Spatial localization data
*** Block opens ***
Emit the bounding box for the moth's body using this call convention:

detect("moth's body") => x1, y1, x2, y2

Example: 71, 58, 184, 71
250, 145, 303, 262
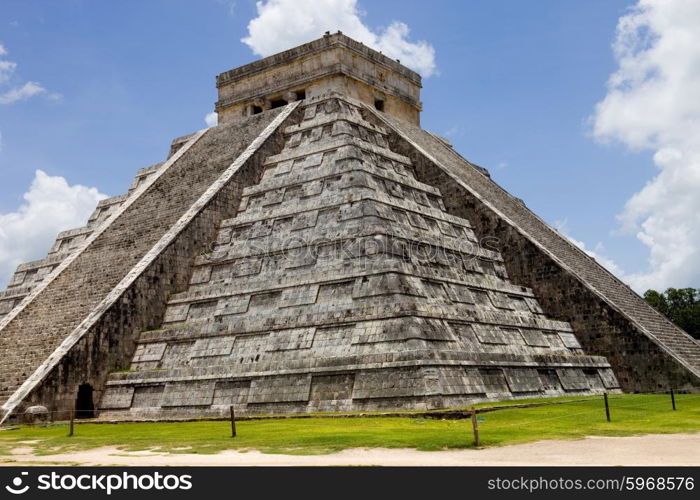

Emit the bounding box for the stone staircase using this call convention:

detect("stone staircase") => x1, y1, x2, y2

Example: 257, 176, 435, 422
*** Block closes ***
(Exercise requirements) You are asked to output the records precisely as they appear, minus any pictures.

(Solution to this problem)
Emit the bounding box for the moth's body using this call convention:

detect("moth's body") => x1, y1, x2, y2

Example: 71, 58, 184, 71
250, 145, 303, 262

Emit the bounding box for the stone staircase using this call convention:

detect("stone staircase") => x1, y1, x2, y2

Example: 257, 176, 435, 422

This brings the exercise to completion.